# SHORT TASK
Everything from the line containing "Expected: one pin per instance of the white cuff, each" through the last line of the records must be returned verbatim, and nothing outside that range.

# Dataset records
%%
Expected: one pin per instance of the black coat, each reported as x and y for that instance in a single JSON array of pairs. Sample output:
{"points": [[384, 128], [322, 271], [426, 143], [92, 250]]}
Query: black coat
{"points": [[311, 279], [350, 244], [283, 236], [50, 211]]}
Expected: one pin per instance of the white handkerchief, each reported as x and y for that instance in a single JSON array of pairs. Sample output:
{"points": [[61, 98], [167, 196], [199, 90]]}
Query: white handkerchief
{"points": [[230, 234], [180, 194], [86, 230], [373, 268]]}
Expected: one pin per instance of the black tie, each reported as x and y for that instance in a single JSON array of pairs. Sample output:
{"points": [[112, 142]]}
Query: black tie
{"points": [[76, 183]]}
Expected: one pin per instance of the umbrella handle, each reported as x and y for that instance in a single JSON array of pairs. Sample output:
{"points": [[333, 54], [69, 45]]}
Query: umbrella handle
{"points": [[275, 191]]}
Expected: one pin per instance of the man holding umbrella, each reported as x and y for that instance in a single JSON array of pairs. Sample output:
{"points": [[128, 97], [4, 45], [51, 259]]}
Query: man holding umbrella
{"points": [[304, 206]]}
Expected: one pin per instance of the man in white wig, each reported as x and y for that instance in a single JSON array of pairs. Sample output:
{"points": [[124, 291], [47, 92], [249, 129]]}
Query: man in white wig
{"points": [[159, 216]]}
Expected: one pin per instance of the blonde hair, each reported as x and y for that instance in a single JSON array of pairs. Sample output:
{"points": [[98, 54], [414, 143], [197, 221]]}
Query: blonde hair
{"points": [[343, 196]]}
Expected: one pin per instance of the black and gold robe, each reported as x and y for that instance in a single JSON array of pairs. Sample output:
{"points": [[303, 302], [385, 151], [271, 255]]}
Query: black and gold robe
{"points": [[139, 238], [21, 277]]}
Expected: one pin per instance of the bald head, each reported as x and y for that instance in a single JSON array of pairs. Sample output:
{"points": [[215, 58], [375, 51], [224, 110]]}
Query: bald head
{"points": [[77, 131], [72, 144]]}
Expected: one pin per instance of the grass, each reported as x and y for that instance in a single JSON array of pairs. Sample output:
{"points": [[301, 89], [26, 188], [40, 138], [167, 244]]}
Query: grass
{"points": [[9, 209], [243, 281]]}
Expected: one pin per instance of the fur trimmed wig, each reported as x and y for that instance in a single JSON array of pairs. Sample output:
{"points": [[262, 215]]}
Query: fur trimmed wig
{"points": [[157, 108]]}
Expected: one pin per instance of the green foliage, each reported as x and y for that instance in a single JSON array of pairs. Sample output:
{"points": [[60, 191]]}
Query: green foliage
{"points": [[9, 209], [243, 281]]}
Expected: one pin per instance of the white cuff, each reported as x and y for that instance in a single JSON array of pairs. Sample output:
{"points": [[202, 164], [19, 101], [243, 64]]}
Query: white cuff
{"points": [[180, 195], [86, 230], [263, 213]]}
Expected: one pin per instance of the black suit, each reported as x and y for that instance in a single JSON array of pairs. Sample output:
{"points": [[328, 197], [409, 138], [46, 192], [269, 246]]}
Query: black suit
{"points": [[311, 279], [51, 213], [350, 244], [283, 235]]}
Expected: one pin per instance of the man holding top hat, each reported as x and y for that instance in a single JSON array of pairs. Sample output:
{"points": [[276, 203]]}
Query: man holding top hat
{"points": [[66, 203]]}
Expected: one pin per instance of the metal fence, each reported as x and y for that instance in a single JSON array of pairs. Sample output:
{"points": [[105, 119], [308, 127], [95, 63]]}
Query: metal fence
%%
# REPLY
Expected: one pin per instance of the white cuff, each reported as x and y for that instance in a single JSON array of pairs. Sample output:
{"points": [[202, 164], [19, 101], [243, 64]]}
Query: white cuff
{"points": [[180, 195], [86, 230], [263, 213]]}
Expected: one pin per instance of the black suit, each reported as x and y for that instance in a single JSON array of pairs. Sample output:
{"points": [[328, 197], [409, 138], [46, 192], [269, 246]]}
Query: black suit
{"points": [[311, 279], [51, 213], [350, 244], [283, 235]]}
Expected: one pin per instance of the man holding top hat, each reported as x and y for that instance in a single JSON array of pairs. Sample output:
{"points": [[276, 203]]}
Query: man holding top hat
{"points": [[66, 203]]}
Expected: one pin per instance of the metal fence, each reported as x and y for that instance in a single JSON array of pairs. Sample output:
{"points": [[105, 119], [308, 127], [95, 63]]}
Query: metal fence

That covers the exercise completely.